EXERCISE — Copy out the entries below in full and exactly.

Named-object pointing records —
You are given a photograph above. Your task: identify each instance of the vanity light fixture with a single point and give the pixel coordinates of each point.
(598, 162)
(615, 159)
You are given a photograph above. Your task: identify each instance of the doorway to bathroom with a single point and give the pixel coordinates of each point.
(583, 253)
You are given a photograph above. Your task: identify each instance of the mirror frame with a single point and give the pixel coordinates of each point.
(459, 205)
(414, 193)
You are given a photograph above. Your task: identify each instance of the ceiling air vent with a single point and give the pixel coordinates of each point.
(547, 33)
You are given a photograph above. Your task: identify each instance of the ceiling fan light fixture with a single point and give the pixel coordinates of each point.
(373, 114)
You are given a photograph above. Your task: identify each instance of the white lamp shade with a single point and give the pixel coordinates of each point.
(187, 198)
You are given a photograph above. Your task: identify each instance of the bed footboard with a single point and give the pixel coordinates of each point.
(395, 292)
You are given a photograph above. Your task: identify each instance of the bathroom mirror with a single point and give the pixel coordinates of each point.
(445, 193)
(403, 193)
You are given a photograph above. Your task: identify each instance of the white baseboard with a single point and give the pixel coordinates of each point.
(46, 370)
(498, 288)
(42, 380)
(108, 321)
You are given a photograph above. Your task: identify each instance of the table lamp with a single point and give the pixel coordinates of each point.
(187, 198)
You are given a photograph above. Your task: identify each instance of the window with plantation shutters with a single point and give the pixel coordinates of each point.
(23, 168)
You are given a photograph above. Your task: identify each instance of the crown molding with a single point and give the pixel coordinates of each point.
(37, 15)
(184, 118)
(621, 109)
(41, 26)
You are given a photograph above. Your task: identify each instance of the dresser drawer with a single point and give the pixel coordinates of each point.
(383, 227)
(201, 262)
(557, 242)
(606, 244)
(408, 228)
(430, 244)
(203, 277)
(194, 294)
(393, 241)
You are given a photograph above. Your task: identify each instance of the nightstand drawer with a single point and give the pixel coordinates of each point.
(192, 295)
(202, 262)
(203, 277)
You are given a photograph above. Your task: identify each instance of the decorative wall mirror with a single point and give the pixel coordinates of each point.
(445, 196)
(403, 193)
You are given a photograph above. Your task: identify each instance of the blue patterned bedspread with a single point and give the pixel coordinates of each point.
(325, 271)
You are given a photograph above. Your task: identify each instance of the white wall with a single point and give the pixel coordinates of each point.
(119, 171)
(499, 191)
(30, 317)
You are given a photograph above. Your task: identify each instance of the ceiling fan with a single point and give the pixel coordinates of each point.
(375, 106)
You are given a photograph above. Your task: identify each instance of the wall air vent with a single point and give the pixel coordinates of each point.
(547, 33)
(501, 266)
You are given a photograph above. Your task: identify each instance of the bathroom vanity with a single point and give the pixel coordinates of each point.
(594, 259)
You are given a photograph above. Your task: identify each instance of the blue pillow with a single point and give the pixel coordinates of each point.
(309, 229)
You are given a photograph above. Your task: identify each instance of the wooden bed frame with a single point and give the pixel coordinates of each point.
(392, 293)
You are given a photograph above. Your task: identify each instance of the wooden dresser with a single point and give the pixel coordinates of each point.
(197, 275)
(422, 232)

WRITTEN SOLUTION —
You are given a photograph above. Your task: identify each instance of the vanity light fixture with a single point and give the pixel coordinates of each point.
(598, 162)
(615, 159)
You are given a photograph above. Your task: identify each instance of the doorway to bathroom with a single point and give the pixel coordinates of each point.
(583, 253)
You are given a photograph above. Your task: identify each instance of the mirror frame with a single point and give the pixel coordinates of each point.
(459, 205)
(414, 193)
You are given a photograph above. Your task: identify each instance of the ceiling air vent with a single point and give the pixel coordinates of each point.
(547, 33)
You are given a photograph above. Your task: identify each instance of the ceiling fan light fixture with a single point and give the pixel coordinates of each point.
(373, 114)
You are given a photograph above. Your task: identify each instance of the white lamp shade with a single point and give the pixel coordinates of each point.
(187, 198)
You are given a photograph above. Your task: identify each instance of the bed footboard with a single point and give the pixel coordinates of each point.
(395, 292)
You are given a photograph above. Your task: identify each instance of the bathroom mirror with a single point and give the pixel coordinates of each point.
(445, 193)
(403, 193)
You are given a photograph above. Your task: identify each instance of the white baseboard with a single point and give the pixel coordinates of each point.
(46, 370)
(498, 288)
(42, 380)
(108, 321)
You are given a photograph above. Your task: identify each instance of the table lamp with a single point and give the pixel coordinates of each point.
(187, 198)
You are given a photograph above. Your task: identify each instance of the window with plantation shutters with a single point and give the pixel coordinates of each point.
(23, 168)
You are given a photograph above. Your task: identify each instance of the crown molding with a single point and give the pixel coordinates of each point.
(37, 15)
(184, 118)
(621, 109)
(41, 26)
You are given a photograph above. Your task: identify each instance of the dresser drawer with a single point and give the pixel coordinates of each point.
(383, 227)
(201, 262)
(557, 242)
(606, 244)
(408, 228)
(430, 244)
(203, 277)
(194, 294)
(393, 241)
You are given a photograph above. Your task: identify each instance of the nightstand drawer with a single point and give the pixel coordinates of each point.
(192, 295)
(202, 262)
(203, 277)
You are given a photograph above. Your task: identify each instance of the decorative wall mirror with a single point and give the pixel coordinates of each point.
(445, 196)
(403, 193)
You are given a photograph above. Your task: identify each instance of the blue patterned bedspread with a single point and give the pixel coordinates of each point.
(325, 271)
You are given a photograph above. Your task: identify each instance of the white wall with a single point and give the pixel coordinates of each point.
(119, 171)
(499, 191)
(30, 317)
You are given a photograph above. Your task: identify each instance of the ceiling fan with a single point and give the pixel coordinates of each point.
(375, 106)
You are given a photograph above. Your task: identify each instance of the wall air vent with a single point and give the pixel coordinates of each point.
(547, 33)
(501, 266)
You are given a photograph above. Your task: identify each instance of the bathroom vanity with a single point and give the pixel coordinates of each point.
(594, 259)
You are given a photograph above. Your task: identify each instance of the blue pillow with a single point and give the pixel coordinates of each point.
(309, 229)
You are given a photograph above. Your task: identify each instance of the wooden bed frame with a single point and give the pixel coordinates of each point.
(392, 293)
You are given a photograph above. Your task: identify each instance of the wooden dresser with a single point and give the pixel coordinates of each point.
(197, 275)
(422, 232)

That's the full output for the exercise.